### MATERIAL PROVIDED
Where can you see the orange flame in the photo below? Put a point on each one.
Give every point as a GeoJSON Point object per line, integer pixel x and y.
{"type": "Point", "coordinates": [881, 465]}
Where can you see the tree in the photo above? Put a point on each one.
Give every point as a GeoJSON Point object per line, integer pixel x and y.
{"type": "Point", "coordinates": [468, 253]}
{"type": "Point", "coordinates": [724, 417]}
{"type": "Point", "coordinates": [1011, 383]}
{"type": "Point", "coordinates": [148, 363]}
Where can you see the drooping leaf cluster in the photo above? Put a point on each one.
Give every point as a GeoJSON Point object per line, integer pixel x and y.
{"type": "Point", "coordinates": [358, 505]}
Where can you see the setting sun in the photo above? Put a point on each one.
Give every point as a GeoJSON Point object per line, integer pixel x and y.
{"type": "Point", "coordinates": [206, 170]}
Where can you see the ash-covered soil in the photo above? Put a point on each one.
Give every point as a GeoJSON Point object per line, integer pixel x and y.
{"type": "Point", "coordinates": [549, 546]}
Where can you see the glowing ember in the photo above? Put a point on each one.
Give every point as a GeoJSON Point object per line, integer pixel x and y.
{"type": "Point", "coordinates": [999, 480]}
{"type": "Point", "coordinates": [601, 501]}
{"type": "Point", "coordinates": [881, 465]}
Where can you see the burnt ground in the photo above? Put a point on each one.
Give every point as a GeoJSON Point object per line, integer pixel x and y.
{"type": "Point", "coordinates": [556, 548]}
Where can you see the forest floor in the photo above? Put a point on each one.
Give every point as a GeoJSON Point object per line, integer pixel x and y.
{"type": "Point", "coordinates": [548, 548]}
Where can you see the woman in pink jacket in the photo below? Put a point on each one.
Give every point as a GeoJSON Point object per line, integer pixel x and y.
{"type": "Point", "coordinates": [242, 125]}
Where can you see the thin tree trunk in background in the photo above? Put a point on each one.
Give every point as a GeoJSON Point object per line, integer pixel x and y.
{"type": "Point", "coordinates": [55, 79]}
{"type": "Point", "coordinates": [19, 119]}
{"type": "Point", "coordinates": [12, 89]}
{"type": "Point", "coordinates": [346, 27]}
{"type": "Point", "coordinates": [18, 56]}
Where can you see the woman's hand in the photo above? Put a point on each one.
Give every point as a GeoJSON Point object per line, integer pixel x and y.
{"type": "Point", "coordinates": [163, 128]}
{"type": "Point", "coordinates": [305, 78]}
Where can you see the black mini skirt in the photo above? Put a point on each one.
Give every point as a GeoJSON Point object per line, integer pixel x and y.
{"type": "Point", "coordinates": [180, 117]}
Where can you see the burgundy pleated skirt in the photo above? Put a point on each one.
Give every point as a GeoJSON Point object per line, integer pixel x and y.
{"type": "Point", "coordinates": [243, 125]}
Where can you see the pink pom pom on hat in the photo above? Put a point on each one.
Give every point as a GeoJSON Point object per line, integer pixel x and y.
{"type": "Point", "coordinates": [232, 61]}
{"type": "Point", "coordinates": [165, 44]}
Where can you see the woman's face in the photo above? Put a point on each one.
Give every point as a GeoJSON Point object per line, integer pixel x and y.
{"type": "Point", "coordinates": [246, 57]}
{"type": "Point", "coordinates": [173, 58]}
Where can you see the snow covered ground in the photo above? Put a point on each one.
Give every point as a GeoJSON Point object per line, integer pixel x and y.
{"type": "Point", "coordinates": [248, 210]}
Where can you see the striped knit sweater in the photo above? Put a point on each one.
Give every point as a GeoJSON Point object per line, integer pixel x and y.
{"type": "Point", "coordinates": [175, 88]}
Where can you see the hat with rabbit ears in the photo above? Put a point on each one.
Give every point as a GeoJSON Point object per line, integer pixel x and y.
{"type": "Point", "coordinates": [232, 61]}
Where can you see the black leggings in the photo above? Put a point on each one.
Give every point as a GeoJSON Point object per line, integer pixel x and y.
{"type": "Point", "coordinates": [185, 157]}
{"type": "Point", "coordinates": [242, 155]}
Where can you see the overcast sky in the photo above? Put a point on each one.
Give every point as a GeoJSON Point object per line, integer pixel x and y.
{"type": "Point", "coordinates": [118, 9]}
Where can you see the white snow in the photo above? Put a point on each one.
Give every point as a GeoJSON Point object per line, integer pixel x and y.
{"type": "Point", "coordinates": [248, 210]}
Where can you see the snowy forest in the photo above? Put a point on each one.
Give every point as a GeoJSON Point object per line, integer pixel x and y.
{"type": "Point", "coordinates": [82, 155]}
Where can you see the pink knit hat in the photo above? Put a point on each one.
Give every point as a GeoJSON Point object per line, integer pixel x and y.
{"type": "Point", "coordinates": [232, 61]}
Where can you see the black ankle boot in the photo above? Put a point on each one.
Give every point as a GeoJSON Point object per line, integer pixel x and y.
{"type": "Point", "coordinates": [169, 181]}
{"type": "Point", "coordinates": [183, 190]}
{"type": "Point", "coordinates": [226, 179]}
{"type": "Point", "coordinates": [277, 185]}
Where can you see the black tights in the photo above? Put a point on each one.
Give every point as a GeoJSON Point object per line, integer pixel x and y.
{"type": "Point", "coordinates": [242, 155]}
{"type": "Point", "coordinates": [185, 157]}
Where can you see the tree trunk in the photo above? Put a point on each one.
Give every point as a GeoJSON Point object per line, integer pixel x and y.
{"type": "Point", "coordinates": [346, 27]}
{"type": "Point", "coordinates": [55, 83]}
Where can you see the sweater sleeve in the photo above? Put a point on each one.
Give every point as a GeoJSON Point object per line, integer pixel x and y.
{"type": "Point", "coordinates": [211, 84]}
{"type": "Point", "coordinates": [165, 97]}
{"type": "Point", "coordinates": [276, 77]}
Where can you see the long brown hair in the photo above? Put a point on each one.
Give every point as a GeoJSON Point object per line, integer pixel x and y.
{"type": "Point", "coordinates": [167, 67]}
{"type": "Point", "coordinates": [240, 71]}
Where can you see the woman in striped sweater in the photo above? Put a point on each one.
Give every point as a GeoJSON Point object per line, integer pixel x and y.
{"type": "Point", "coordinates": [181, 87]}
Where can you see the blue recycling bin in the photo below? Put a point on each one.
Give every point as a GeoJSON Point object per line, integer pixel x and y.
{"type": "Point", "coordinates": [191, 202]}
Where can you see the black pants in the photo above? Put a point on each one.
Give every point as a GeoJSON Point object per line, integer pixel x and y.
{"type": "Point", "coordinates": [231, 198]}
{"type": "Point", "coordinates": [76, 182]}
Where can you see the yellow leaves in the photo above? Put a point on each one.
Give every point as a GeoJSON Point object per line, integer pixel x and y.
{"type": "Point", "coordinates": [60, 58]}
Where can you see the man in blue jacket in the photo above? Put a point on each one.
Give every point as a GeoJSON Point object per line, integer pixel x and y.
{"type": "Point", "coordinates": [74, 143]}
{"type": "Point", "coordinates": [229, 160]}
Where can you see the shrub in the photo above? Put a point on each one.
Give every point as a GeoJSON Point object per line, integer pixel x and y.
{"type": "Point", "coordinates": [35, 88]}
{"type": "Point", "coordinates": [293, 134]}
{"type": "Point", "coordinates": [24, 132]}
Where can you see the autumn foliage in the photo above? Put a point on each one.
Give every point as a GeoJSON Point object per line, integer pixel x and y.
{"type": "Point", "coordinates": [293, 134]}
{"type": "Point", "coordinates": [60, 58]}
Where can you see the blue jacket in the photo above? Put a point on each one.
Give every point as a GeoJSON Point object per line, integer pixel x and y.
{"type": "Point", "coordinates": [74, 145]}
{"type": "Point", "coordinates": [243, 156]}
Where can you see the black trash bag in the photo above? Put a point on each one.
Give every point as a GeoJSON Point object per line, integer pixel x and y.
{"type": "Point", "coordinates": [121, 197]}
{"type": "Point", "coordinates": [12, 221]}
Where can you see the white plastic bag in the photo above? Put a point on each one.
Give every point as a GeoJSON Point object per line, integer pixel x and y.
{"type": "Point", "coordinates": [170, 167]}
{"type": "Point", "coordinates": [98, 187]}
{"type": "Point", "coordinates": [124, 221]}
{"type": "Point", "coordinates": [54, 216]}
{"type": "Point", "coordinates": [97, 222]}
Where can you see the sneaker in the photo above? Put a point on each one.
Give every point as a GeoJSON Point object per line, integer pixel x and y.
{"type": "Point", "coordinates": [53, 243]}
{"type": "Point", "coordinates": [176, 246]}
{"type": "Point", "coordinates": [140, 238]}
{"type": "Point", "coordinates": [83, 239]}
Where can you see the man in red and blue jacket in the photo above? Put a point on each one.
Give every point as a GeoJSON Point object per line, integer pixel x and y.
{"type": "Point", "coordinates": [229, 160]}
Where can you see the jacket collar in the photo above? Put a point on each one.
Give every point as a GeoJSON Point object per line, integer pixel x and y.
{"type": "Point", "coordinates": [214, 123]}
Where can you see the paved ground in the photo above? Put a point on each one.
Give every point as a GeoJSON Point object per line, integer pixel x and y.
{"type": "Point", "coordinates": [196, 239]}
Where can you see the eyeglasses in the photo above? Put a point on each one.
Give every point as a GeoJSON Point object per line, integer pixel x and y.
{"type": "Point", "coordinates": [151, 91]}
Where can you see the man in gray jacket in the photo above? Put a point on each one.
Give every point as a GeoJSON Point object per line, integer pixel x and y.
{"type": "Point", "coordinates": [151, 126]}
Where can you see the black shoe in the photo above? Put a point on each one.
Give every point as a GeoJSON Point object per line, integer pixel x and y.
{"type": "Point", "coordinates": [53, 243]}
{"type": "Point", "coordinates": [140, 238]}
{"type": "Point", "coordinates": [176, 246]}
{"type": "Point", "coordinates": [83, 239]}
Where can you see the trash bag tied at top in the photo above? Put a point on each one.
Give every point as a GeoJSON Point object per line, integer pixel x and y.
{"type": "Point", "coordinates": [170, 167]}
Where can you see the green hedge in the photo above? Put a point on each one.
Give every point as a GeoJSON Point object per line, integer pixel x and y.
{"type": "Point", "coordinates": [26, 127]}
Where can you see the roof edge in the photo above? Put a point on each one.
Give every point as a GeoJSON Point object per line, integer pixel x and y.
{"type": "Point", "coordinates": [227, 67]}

### SET TASK
Begin with the line containing "Where can you see the black shoe" and repeat each line exactly until the records above end.

### ANSWER TO THE EXERCISE
Where can you see the black shoe in the photo above? Put a point on each one.
Give every point as a GeoJSON Point object per line, integer pixel x and y.
{"type": "Point", "coordinates": [53, 243]}
{"type": "Point", "coordinates": [140, 238]}
{"type": "Point", "coordinates": [176, 246]}
{"type": "Point", "coordinates": [83, 239]}
Where can you see the trash bag tied at top in the photo above? Put a point on each one.
Give every point as a GeoJSON Point object per line, integer pixel x and y.
{"type": "Point", "coordinates": [170, 167]}
Where can you see the green hedge in the photo above? Put a point on each one.
Give every point as a GeoJSON Point object per line, integer pixel x and y.
{"type": "Point", "coordinates": [26, 127]}
Where can you see the roof edge in the photo above? Put a point on each one.
Give every point as a GeoJSON Point object per line, integer pixel x and y.
{"type": "Point", "coordinates": [227, 67]}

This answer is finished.